======== RECORDS TO PROCESS ========

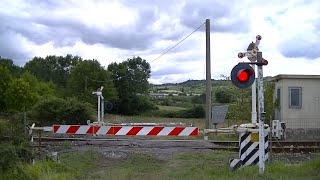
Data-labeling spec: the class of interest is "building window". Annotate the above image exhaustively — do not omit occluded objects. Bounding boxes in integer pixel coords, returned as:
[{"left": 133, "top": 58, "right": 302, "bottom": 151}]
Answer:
[{"left": 289, "top": 87, "right": 302, "bottom": 109}]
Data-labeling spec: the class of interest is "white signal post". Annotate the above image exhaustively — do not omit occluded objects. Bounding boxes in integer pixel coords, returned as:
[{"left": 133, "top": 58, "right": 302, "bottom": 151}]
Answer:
[
  {"left": 238, "top": 35, "right": 268, "bottom": 174},
  {"left": 257, "top": 52, "right": 266, "bottom": 174},
  {"left": 92, "top": 86, "right": 104, "bottom": 123}
]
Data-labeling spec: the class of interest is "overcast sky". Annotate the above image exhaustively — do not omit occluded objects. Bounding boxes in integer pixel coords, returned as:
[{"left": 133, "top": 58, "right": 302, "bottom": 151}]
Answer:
[{"left": 0, "top": 0, "right": 320, "bottom": 84}]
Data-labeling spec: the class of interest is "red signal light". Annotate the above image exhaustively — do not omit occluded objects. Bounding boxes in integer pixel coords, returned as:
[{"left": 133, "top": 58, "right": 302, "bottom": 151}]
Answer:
[
  {"left": 230, "top": 63, "right": 255, "bottom": 88},
  {"left": 237, "top": 70, "right": 249, "bottom": 82}
]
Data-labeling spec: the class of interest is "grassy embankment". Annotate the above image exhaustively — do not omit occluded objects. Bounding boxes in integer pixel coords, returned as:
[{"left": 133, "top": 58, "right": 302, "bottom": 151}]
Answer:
[{"left": 0, "top": 151, "right": 320, "bottom": 180}]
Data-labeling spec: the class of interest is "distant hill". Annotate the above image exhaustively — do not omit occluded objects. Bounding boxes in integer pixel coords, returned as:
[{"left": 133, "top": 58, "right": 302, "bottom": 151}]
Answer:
[{"left": 150, "top": 79, "right": 233, "bottom": 94}]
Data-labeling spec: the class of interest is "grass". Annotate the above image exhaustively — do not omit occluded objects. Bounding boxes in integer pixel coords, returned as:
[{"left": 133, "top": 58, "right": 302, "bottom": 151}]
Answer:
[
  {"left": 0, "top": 151, "right": 320, "bottom": 180},
  {"left": 157, "top": 106, "right": 186, "bottom": 111}
]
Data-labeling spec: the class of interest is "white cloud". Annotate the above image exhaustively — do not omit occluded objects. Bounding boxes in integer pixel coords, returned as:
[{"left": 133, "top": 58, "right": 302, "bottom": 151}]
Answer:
[{"left": 0, "top": 0, "right": 320, "bottom": 84}]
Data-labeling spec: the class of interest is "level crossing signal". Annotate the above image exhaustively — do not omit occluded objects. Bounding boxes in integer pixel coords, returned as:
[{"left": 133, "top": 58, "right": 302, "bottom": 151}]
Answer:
[{"left": 231, "top": 63, "right": 255, "bottom": 88}]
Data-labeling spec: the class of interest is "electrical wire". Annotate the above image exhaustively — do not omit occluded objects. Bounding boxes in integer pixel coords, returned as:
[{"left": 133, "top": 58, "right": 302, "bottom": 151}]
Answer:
[
  {"left": 150, "top": 22, "right": 206, "bottom": 63},
  {"left": 88, "top": 22, "right": 206, "bottom": 82}
]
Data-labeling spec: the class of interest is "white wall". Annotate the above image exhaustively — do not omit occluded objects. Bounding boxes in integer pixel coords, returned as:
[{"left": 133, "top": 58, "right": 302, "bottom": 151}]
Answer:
[{"left": 275, "top": 79, "right": 320, "bottom": 129}]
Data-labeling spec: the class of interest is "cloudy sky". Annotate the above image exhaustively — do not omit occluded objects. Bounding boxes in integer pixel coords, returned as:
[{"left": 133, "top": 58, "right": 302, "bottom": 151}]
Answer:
[{"left": 0, "top": 0, "right": 320, "bottom": 84}]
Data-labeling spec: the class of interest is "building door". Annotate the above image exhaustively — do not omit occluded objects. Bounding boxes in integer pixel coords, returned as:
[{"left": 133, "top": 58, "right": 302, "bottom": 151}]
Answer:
[{"left": 275, "top": 88, "right": 281, "bottom": 121}]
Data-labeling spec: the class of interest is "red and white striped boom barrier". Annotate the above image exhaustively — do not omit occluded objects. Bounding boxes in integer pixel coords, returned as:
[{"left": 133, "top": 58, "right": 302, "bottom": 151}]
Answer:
[{"left": 52, "top": 125, "right": 199, "bottom": 136}]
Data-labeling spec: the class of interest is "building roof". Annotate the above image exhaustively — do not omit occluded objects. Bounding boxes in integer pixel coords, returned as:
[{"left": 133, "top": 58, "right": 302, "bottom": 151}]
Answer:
[{"left": 270, "top": 74, "right": 320, "bottom": 81}]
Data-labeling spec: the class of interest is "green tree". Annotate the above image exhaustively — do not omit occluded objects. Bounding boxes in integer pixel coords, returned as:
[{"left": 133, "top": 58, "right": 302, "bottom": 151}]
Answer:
[
  {"left": 20, "top": 71, "right": 57, "bottom": 96},
  {"left": 30, "top": 97, "right": 95, "bottom": 126},
  {"left": 0, "top": 56, "right": 22, "bottom": 77},
  {"left": 108, "top": 57, "right": 152, "bottom": 114},
  {"left": 24, "top": 55, "right": 82, "bottom": 87},
  {"left": 108, "top": 57, "right": 151, "bottom": 98},
  {"left": 4, "top": 78, "right": 38, "bottom": 110},
  {"left": 67, "top": 60, "right": 118, "bottom": 103}
]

========

**TASK REQUIREMENTS:**
Report each line of the records above that contains the word "building", copying every such line in full.

**RESPONSE TO THIS TASK:**
Data-labeling spec: the class of interest is "building window". Annotate the above image exhaustively — do not omit occluded objects. Bounding boxes in integer pixel coords, returned as:
Data-labeling spec: the class of interest is "building door". Annotate the above image exhaustively — do not omit occluded objects. Bounding boxes in integer pixel coords, returned as:
Data-labeling spec: the class of interest is "building roof". Annotate the above image exhaustively — do not omit occluded objects. Bounding boxes in integer pixel coords, returned as:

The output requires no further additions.